Task description ->
Filter the lines below, keeping every line that contains the string "background", case-sensitive.

** START Input data **

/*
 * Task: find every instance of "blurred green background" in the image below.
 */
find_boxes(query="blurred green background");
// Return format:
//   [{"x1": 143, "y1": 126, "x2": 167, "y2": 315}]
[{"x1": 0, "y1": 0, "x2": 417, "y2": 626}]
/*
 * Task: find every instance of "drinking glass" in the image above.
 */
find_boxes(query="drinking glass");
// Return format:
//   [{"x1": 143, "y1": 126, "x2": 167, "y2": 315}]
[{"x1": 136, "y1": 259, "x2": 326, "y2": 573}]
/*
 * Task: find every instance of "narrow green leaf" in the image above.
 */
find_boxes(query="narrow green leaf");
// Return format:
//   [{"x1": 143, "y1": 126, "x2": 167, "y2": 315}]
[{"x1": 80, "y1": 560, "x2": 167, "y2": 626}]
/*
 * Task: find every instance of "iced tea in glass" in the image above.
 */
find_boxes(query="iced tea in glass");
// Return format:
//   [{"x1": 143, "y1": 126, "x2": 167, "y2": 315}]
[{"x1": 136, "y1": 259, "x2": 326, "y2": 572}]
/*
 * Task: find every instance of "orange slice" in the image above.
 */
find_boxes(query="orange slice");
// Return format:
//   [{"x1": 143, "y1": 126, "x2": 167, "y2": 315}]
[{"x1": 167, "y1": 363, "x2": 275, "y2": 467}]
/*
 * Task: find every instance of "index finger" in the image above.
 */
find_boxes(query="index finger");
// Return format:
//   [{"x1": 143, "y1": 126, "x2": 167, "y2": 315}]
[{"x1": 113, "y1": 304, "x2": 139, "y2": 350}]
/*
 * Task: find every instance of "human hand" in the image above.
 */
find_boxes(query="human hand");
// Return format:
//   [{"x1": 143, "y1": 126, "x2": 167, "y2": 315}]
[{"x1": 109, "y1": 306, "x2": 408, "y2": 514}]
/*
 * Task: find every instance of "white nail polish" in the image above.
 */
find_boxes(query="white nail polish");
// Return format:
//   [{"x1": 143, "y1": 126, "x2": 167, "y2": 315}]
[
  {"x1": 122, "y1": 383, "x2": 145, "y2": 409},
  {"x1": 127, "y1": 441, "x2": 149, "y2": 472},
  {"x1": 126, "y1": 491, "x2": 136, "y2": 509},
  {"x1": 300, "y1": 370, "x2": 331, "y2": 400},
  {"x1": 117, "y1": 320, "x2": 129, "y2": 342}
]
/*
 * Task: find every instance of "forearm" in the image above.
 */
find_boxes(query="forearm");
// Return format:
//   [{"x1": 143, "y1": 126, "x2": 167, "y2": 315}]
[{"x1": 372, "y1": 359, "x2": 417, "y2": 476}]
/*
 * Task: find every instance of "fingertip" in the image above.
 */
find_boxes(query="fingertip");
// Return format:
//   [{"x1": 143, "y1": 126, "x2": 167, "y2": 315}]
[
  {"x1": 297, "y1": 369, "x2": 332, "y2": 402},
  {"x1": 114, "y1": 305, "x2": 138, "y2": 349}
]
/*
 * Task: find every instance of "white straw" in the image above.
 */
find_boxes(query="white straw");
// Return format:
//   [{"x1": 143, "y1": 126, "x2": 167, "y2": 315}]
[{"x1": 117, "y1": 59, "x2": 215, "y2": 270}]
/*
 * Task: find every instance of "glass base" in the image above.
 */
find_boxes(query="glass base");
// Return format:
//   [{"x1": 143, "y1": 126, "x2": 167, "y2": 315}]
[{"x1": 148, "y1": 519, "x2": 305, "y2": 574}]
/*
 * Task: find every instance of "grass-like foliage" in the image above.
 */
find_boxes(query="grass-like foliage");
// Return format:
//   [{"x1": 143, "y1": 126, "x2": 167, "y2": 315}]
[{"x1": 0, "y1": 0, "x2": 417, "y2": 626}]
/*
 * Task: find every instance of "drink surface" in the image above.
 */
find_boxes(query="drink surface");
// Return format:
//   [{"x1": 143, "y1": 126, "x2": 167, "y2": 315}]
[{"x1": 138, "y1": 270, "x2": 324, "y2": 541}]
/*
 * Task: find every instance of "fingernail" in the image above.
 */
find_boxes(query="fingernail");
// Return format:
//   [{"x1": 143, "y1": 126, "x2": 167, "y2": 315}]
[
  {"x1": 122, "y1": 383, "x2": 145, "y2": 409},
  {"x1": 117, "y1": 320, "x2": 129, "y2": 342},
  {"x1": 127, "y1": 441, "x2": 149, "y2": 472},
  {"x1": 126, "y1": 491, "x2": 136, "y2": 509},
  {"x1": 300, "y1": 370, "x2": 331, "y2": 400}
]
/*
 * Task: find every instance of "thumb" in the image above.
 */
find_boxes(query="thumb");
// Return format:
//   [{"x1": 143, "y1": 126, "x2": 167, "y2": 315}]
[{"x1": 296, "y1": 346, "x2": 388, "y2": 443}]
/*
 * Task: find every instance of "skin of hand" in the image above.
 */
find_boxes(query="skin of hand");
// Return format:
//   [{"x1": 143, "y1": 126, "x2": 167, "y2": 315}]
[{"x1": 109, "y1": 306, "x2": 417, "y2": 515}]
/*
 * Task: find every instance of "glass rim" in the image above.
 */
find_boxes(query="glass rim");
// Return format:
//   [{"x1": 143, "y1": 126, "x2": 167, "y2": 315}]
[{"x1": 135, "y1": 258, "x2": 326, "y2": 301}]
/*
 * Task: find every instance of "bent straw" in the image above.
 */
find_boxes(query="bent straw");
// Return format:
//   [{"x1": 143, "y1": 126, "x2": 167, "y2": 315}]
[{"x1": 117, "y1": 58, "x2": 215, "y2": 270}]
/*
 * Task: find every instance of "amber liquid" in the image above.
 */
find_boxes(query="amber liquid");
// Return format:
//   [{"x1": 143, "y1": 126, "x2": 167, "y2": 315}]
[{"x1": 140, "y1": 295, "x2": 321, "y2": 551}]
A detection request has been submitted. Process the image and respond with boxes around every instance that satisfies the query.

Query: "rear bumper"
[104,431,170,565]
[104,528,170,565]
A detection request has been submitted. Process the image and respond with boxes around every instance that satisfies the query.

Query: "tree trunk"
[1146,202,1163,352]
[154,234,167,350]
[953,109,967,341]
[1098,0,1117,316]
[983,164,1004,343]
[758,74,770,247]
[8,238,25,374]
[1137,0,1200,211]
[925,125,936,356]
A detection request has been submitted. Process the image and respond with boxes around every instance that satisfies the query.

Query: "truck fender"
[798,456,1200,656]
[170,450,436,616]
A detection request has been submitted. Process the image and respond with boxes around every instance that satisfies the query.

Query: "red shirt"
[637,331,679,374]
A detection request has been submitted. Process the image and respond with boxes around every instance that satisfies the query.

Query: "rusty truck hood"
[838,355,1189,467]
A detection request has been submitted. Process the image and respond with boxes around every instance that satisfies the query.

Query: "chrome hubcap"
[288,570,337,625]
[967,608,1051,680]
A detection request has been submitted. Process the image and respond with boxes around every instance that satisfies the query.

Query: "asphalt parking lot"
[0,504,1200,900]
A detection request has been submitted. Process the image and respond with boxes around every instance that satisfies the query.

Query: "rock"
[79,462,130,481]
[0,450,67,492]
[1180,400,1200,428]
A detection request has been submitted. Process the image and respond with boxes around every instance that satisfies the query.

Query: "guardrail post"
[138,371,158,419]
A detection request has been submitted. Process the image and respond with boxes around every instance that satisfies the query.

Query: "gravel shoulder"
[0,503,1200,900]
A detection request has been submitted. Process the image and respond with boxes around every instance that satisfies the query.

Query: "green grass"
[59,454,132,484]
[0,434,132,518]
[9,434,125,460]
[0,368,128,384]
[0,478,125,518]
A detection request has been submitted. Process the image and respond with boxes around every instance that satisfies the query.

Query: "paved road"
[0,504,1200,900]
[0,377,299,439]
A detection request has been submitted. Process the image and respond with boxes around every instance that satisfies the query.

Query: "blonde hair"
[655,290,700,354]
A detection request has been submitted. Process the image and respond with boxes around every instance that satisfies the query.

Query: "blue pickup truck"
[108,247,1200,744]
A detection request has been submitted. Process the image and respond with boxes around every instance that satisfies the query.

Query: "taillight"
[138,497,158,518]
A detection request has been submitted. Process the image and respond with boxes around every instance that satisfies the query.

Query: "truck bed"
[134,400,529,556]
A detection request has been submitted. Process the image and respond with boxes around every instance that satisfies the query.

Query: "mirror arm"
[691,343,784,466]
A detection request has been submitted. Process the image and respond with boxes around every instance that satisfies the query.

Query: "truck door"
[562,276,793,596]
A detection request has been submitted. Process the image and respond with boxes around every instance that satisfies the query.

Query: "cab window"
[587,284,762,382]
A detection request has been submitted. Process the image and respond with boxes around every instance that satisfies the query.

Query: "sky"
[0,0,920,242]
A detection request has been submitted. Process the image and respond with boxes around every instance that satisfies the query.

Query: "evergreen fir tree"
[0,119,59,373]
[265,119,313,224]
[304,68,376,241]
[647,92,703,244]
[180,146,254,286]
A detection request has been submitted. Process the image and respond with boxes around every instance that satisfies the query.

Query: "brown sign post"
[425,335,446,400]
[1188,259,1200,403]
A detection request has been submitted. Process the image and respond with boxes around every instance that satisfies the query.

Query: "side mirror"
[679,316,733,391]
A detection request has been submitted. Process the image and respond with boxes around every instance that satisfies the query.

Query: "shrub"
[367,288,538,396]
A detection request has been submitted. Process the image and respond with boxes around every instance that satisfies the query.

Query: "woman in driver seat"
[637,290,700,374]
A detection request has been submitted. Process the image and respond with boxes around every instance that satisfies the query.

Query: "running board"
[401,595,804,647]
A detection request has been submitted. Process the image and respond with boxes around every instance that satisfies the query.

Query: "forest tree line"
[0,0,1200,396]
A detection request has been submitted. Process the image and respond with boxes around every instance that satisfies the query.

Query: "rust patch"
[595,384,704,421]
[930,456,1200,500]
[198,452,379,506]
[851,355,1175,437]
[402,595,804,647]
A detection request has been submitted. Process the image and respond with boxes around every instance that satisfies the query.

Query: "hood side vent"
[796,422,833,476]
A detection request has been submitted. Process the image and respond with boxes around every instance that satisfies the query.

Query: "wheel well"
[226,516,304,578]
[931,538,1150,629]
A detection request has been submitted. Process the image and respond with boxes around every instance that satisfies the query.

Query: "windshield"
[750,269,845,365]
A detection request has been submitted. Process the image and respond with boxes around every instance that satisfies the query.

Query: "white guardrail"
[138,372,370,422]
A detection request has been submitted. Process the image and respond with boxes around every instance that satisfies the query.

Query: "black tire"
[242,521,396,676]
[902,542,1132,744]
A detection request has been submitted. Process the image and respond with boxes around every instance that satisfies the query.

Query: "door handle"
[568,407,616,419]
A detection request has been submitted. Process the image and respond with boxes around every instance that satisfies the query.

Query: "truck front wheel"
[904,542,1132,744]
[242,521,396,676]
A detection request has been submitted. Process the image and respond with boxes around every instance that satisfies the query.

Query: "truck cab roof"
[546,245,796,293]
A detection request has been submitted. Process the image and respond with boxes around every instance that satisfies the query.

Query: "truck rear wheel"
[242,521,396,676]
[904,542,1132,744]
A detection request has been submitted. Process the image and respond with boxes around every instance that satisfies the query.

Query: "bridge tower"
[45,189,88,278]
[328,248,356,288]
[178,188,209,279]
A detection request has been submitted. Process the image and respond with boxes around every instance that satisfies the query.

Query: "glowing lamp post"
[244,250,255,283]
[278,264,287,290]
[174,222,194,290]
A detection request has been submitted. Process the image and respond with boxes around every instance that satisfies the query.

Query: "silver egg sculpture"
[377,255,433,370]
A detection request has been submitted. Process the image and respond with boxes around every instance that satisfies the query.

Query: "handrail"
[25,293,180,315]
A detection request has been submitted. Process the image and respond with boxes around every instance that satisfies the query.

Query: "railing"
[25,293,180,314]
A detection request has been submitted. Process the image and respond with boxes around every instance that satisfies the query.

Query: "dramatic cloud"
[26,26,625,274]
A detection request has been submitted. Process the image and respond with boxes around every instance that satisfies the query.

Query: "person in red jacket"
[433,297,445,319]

** END Input data **

Written reply ->
 * Task: find every instance of "blurred green background" in the image below.
find_boxes(query="blurred green background");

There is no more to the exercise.